- **CHECK YOUR UNDERSTANDING**:
**a)** List the three parts of the Swan Nebula named in the science news passage on the Swan Nebula and the tektite crater, ordered from oldest to youngest.
**b)** Resume the science news passage on the Swan Nebula and the tektite crater, starting after its final sentence.

*** SOURCE PASSAGE

Swan Nebula – A new study in infrared using the SOFIA flying observatory may have figured out how the Swan Nebula (also known as Omega or M17) got its unique shape. Astronomers at the SOFIA Science Center at NASA’s Ames Research Center found that the ages of various parts of the nebula formed at three different times. The central part is the oldest, followed by the northern area and finally the southern area. Essentially the shape is the result of three different, but adjacent, nebulas forming over time. The Swan Nebula is about 5,000 light-years away and contains over 100 very massive young stars. The new observations discovered nine new still forming protostars. SOFIA used infrared wavelengths different than those used in previous Swan observations, and was able to see more details within.
Tektite Crater – Tektites, glassy objects that resemble meteorites, are earthly surface material melted and splashed up by huge meteorite impacts. Much of the areas where tektites are found lie across a wide region centered on Southeast Asia, covering about 10 percent of the Earth’s surface. These tektites have been dated to about 790,000 years ago. But up until now, no impact crater of the right size, age and location that could have scattered these tektites has been found. Scientists now believe they have found that crater. Scientists led by researchers at Nanyang Technological University in Singapore found evidence of a crater about nine miles across in southern Laos. It had never been noticed before because it is covered by a lava flow, which was found to be the right age. Scientists plan to continue to study the lava flow, but no one has committed to drill down to the probable crater as of yet.

******
*** AVAILABLE DATA

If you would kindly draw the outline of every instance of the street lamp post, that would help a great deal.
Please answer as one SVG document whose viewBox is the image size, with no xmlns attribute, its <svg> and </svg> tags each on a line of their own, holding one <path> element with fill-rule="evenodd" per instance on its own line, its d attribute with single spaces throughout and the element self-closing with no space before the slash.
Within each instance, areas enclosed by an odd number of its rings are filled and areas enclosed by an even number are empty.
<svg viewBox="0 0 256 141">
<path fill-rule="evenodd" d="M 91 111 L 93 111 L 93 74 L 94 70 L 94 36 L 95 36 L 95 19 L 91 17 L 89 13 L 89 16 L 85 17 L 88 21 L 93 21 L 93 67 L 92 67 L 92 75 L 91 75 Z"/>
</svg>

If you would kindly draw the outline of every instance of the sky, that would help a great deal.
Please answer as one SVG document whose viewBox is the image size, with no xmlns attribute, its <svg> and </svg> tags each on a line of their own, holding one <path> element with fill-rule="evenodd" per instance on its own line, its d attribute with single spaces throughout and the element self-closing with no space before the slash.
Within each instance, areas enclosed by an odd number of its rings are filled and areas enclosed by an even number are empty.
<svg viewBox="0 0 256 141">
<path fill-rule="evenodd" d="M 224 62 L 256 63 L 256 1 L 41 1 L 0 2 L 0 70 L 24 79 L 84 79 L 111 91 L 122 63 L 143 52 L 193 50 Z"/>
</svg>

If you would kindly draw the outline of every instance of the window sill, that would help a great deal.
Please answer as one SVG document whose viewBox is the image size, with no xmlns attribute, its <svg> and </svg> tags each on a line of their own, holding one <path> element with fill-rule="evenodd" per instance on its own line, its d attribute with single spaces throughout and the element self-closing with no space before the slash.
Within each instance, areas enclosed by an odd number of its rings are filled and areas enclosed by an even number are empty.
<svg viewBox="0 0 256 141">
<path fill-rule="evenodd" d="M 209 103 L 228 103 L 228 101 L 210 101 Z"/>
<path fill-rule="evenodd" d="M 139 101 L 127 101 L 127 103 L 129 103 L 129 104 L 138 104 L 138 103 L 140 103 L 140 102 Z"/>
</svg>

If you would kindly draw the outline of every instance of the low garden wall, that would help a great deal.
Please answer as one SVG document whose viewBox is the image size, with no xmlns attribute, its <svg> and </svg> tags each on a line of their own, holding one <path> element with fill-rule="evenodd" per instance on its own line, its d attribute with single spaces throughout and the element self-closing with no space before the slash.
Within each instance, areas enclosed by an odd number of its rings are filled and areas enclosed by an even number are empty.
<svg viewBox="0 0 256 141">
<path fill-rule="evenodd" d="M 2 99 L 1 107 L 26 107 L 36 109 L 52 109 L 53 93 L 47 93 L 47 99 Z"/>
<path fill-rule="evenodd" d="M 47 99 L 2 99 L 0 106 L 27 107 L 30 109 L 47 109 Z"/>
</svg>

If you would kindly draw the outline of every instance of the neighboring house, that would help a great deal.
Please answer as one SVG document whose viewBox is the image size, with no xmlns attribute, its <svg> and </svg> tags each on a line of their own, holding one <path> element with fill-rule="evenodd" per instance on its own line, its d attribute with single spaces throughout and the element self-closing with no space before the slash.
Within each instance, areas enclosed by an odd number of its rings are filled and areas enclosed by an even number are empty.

******

- **EXPECTED RESULTS**:
**a)** central part, northern area, southern area

**b)**
FRB Source Located – Astronomers with Canada’s CHIME Fast Radio Burst collaboration have located the source of a second repeating fast radio burst (FRB). The locations of most FRBs are hard to pin down because the bursts last only a tiny fraction of a second and are one-time occurrences, though a few do repeat. The discovery of this repeating source was made using the European Very Long Baseline Interferometer Network a widely-separated radiotelescope network with sites across the world. The newly located FRB source is in a star-forming region of a faint spiral galaxy about 500 million light-years away. This source is different than the first located repeating FRB, which was in a distant dwarf galaxy, though both are believed to be star-forming regions. In addition, two non-repeating FRB sources have been traced to large distant galaxies. It’s still unclear as to the cause or causes of FRBs. Scientists hope that because this newly located repeating FRB is closer than others, further observations may tell astronomers more about FRBs.